** TASK MATERIAL **
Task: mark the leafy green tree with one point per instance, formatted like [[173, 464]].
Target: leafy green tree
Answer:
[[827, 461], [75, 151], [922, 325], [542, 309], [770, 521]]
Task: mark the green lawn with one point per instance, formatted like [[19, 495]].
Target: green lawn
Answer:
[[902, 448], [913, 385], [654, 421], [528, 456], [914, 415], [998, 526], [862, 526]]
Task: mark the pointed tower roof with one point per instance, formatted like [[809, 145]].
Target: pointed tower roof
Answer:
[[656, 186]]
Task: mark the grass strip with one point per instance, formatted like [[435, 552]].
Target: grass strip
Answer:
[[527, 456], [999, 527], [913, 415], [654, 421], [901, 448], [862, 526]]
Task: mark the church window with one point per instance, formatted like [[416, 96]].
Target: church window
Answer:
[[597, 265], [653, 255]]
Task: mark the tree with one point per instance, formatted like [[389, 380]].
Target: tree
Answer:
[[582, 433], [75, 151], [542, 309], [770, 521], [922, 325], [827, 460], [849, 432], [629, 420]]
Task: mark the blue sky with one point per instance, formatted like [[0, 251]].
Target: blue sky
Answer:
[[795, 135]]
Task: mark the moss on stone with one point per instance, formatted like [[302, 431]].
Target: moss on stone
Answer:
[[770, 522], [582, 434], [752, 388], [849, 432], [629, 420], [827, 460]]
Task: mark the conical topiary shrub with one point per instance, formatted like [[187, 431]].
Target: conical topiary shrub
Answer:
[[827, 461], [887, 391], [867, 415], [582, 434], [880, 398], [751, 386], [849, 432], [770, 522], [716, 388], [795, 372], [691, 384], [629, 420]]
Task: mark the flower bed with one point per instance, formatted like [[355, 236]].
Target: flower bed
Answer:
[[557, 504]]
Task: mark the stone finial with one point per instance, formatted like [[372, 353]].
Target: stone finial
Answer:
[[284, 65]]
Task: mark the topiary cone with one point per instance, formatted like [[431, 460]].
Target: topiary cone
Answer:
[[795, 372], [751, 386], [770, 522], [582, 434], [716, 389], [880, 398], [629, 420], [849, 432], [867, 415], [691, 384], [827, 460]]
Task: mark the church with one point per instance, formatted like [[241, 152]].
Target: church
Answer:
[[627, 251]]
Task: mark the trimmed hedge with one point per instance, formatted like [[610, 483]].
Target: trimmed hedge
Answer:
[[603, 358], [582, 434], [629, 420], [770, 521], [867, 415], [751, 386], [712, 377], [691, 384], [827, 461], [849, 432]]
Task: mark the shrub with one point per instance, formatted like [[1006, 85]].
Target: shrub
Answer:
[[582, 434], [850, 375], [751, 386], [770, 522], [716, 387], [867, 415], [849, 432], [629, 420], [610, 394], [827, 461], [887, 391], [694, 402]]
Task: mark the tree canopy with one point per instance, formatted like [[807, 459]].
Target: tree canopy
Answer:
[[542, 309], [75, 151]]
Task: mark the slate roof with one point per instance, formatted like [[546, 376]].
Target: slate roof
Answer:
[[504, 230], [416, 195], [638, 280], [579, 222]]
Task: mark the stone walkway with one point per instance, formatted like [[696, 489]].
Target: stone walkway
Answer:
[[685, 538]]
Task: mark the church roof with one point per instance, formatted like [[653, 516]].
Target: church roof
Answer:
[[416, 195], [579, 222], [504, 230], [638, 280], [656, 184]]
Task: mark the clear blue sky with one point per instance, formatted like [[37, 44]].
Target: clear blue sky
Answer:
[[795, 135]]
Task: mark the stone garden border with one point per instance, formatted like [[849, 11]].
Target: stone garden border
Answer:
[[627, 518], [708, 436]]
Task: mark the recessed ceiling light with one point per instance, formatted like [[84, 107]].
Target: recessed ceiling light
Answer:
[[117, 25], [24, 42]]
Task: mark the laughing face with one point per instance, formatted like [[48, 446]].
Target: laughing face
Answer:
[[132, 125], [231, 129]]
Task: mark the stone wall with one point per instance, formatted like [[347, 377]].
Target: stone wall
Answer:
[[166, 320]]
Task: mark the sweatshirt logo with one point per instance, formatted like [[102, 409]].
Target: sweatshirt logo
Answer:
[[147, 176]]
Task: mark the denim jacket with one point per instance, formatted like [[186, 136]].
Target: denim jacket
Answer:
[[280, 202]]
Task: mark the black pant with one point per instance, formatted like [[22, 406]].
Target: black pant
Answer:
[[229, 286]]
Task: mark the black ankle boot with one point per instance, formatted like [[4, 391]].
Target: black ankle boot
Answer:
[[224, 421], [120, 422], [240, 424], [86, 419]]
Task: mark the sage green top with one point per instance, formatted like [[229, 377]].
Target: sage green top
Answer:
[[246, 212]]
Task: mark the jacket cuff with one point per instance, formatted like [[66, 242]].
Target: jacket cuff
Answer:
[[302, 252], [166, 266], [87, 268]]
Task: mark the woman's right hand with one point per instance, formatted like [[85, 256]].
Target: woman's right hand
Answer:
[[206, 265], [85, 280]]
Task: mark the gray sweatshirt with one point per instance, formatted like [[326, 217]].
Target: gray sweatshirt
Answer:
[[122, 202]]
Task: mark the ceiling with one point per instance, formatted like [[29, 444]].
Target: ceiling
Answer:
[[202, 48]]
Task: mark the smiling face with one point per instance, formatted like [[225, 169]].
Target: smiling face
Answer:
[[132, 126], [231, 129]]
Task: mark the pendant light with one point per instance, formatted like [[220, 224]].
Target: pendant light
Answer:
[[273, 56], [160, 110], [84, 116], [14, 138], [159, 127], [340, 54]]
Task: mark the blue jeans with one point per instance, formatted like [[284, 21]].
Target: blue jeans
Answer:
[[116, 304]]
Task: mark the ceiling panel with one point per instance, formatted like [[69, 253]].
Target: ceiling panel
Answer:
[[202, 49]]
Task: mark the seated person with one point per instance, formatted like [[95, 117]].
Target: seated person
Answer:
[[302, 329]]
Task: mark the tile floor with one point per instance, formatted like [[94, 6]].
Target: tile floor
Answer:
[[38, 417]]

--

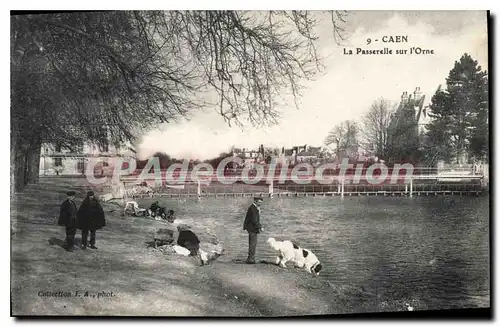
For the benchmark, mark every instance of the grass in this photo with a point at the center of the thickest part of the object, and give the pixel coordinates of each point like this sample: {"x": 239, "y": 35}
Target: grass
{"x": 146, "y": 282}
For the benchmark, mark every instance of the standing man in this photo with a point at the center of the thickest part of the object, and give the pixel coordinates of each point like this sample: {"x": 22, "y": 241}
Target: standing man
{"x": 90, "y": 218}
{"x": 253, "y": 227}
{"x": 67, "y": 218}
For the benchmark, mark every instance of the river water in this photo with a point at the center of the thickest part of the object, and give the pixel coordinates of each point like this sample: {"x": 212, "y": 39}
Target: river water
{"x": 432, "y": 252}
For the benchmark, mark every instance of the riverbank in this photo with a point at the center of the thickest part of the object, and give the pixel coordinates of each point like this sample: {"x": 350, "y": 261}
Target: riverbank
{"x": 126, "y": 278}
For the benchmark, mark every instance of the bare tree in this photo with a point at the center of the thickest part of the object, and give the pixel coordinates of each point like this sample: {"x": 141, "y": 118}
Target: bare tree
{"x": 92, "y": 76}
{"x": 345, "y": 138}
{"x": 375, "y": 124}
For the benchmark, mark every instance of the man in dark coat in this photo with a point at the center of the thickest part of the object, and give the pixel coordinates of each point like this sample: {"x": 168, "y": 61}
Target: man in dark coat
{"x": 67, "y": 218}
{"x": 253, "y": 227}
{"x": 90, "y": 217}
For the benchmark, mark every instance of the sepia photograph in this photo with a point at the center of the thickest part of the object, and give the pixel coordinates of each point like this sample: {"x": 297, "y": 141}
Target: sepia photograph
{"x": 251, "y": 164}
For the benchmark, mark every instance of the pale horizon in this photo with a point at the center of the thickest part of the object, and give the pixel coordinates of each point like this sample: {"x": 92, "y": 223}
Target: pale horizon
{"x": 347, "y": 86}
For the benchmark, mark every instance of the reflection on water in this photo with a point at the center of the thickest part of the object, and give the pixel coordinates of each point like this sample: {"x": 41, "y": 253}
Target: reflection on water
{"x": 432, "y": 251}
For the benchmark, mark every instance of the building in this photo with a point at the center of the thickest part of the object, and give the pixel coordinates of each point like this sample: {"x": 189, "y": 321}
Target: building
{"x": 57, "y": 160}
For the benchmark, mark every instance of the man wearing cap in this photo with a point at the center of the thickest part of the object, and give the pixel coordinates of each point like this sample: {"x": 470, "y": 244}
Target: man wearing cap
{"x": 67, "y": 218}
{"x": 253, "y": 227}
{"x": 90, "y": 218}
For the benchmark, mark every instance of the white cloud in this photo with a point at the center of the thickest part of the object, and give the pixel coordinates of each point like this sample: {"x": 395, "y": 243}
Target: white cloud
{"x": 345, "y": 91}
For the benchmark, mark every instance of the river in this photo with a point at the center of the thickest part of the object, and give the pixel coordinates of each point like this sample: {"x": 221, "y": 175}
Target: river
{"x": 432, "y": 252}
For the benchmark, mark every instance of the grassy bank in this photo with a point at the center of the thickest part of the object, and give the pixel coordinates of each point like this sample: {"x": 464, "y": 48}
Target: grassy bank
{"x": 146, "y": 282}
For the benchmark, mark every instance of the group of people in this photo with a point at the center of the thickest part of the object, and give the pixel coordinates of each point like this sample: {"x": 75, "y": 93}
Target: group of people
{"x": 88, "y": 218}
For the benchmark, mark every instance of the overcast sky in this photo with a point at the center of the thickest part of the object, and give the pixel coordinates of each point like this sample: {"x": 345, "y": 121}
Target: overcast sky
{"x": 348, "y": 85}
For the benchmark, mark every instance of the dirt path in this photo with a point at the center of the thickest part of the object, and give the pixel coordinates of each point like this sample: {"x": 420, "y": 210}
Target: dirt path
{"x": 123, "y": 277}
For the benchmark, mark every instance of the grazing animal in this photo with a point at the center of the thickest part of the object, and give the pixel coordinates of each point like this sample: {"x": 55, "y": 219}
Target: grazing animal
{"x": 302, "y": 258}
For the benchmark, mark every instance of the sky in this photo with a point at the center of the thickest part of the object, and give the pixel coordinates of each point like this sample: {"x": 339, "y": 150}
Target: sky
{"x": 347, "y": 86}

** TASK PROMPT **
Reproduce the data starting with the line that contains "Task: mark the leafy" and going on through the line that contains "432], [629, 420]]", changing "one point per instance" to "a single point for each instance" and leaving everything else as it is.

** RESULT FOR THIS TASK **
Task: mark the leafy green tree with a single point for each instance, formatted like [[173, 464]].
Target: leafy green tree
Answer:
[[827, 461], [75, 151], [922, 325], [542, 309], [770, 521]]
Task: mark the green lawn with a single point for each instance, formatted like [[19, 495]].
Target: green lawn
Answer:
[[902, 448], [913, 385], [654, 421], [528, 456], [914, 415], [998, 526], [862, 526]]
Task: mark the pointed tower roof with a single point for each instance, formatted like [[809, 145]].
Target: pointed tower roof
Answer:
[[656, 186]]
Task: mark the grass strip with a single point for each instance, formatted like [[435, 552]].
Target: grass strip
Answer:
[[527, 456], [999, 527], [913, 415], [654, 421], [901, 448], [862, 526]]
Task: mark the church window with a single point for each instance, formatted like [[416, 96]].
Target: church window
Answer:
[[597, 265], [653, 255]]
Task: mark the tree with a single point for each instance, formatted like [[389, 380]].
Target: tree
Answer:
[[582, 433], [75, 151], [542, 309], [770, 521], [922, 325], [827, 460], [849, 432], [629, 420]]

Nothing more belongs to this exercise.